In the thread on Cassandra and Apache Arrow, what reason does the Arrow PMC member give for Cassandra appearing in the diagram on Arrow's landing page?

### Passage to read
--------------------

Re: Cassandra and Apache Arrow

2019-01-10 Thread Uwe L. Korn
Hello,

Seeing this mail thread pop up in my search filter I want to give some insights 
as one of the Arrow PMCs.

I have not yet heard of anyone currently working on Cassandra + Arrow. This 
would definitely be a great combination to better support performant clients 
that send/receive larger chunks of data to/from Cassandra. This has really 
worked well in the past with PySpark/Scala-Spark, Pandas & ODBC, .. If there 
are any efforts in the Cassandra ecosystem, please reach out to me. I'm happy 
to give guidance on that topic.

The mention of Cassandra in the diagram on the landing page of Arrow is there 
for historical reasons. It would be nice to have this integration one day but 
as mentioned above, this is not there yet. Either we will have that in future 
or we will replace with another integration that really exists (I would like to 
see the former).

Cheers
Uwe

> Not sure why they put that in there, it's definitely misleading.  There's
> nothing arrow related in Cassandra.
>
> There's an open JIRA, but nothing has been committed yet:
> https://issues.apache.org/jira/browse/CASSANDRA-9259
>
> On Wed, Jan 9, 2019 at 3:48 PM Tomas Bartalos 
> wrote:
>
> > There is a diagram on the homepage displaying Cassandra (with other
> > storages) as source of data.
> > https://arrow.apache.org/img/shared.png
> >
> > Which made me think there should be some integration...
> >
> > On Thu, 10 Jan 2019, 12:38 am Jonathan Haddad  >
> >> Where are you seeing that it works with Cassandra?  There's no mention of
> >> it under https://arrow.apache.org/powered_by/, and on the homepage it
> >> says only says that a Cassandra developer worked on it.
> >>
> >> We (unfortunately) don't do anything with it at the moment.
> >>
> >> On Wed, Jan 9, 2019 at 3:24 PM Tomas Bartalos 
> >> wrote:
> >>
> >>> I’ve read lot of nice things about Apache Arrow in-memory columnar
> >>> format. On their homepage they mention Cassandra as a possible storage
> >>> which could interoperate with Arrow. Unfortunately I was not able to find
> >>> any working example which would demonstrate their cooperation.
> >>>
> >>> *My use case:* I’m doing OLAP processing of data stored in Cassandra
> >>> with Spark. I need to deduplicate data with Cassandra’s upserts, so other
> >>> (more-suitable) storages like HDFS + parquet, ORC didn’t seem like an
> >>> option.
> >>> *What I’d like to achieve: *speed-up spark’s data ingestion from
> >>> Cassandra.
> >>>
> >>> Is it possible to query data from Cassandra in Arrow format ?
> >>>
> >>
> >>
> >> --
> >> Jon Haddad
> >> http://www.rustyrazorblade.com
> >> twitter: rustyrazorblade
> >>
> >
>
> --
> Jon Haddad
> http://www.rustyrazorblade.com
> twitter: rustyrazorblade

-
To unsubscribe, e-mail: user-unsubscr...@cassandra.apache.org
For additional commands, e-mail: user-h...@cassandra.apache.org



Re: Cassandra and Apache Arrow

2019-01-09 Thread Jonathan Haddad
Not sure why they put that in there, it's definitely misleading.  There's
nothing arrow related in Cassandra.

--------------------

### Raw data

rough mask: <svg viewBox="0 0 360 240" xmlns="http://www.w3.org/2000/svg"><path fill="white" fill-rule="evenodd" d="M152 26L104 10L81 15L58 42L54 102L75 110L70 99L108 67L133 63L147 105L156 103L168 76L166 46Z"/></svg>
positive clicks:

--------------------

### Task response
It is there for historical reasons.